Text provided:

<<<<

# Ships Radio Callsigns.



## Alan Norman (Dec 31, 2015)

Does anyone have a list of ships callsigns 'ships in the early 1960's'?
I am trying to find the call signs of some of the ships I was on 
Thanks

Alan Norman


----------



## Ron Stringer (Mar 15, 2005)

Alan, 

Suggest that you just post the names on this thread and there are a number of members who can provide you with the call-signs, almost by return.


----------



## R58484956 (Apr 19, 2004)

I have a list, what are ships name.


----------



## Alan Norman (Dec 31, 2015)

Thanks Ron,
The ships I am looking for the call sign of are:
M.V. Dunadd, 
Manchester Miller,
Trewidden
Diplmat 
and S.S. Volvatella

Alan


----------



## alastairjs (Feb 8, 2006)

Alan,
I can give you the call sign for the Volvatella: - GVCT

Regards,
Alastair


----------



## Alan Norman (Dec 31, 2015)

Thanks Alastair...
one more piece of the jigsaw puzzle in place

Alan


----------



## Glencott (Oct 20, 2010)

Trewidden, my last ship - GFMA

Regards

Andrew


----------



## Alan Norman (Dec 31, 2015)

*Cllsign*

Thanks Andrew,
I did remember the call sign GFMA but couldn't remember which ship it was

Regards Alan


----------



## Alan Norman (Dec 31, 2015)

I was Sparkie on the Trewidden from Jan 64 until October 64
Alan


----------



## Glencott (Oct 20, 2010)

>>>>

Records shown:
<<<<

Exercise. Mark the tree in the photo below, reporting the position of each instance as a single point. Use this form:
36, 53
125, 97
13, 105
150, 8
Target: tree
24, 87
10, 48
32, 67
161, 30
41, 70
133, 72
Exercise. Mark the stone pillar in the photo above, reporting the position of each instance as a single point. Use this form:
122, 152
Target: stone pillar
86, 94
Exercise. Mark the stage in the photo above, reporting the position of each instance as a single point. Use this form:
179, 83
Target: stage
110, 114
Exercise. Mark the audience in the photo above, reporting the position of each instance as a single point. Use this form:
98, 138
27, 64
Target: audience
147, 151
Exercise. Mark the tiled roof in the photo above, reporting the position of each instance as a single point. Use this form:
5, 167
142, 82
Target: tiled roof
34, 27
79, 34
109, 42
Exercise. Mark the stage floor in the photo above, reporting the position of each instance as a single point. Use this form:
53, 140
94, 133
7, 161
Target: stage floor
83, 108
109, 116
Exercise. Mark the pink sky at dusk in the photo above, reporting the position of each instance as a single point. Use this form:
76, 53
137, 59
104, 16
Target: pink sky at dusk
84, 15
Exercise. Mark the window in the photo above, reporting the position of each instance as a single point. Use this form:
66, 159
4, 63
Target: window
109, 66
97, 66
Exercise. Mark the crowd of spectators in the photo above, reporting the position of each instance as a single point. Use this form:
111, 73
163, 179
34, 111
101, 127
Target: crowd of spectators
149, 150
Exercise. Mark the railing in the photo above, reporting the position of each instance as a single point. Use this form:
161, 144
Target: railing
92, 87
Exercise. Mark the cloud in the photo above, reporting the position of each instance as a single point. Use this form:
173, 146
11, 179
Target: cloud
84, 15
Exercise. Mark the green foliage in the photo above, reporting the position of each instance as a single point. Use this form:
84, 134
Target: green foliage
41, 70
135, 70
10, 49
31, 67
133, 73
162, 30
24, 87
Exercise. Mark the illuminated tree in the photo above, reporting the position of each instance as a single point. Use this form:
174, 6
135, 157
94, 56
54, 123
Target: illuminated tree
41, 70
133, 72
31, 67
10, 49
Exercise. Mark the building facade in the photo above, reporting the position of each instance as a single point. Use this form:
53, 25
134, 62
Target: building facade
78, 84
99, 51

>>>>

Actions to take:
1. From the forum thread on ships' callsigns, copy the passage starting with "## Ron Stringer" and going on through "(Apr 19, 2004)".
2. List every ship Alan Norman names when asking for call signs in the forum thread on ships' callsigns.
3. Summarize the forum thread on ships' callsigns in three sentences.

Outputs for the tasks:
1.
## Ron Stringer (Mar 15, 2005)

Alan, 

Suggest that you just post the names on this thread and there are a number of members who can provide you with the call-signs, almost by return.


----------



## R58484956 (Apr 19, 2004)

2.
M.V. Dunadd
Manchester Miller
Trewidden
Diplmat
S.S. Volvatella

3. Alan Norman asks for a list of ships' callsigns from the early 1960s so he can find the call signs of some ships he was on. After Ron Stringer suggests posting the ship names, Alan lists five ships. Other members give GVCT for the Volvatella and GFMA for the Trewidden, a call sign Alan had remembered without recalling its ship, and he adds that he was Sparkie on the Trewidden from Jan 64 until October 64.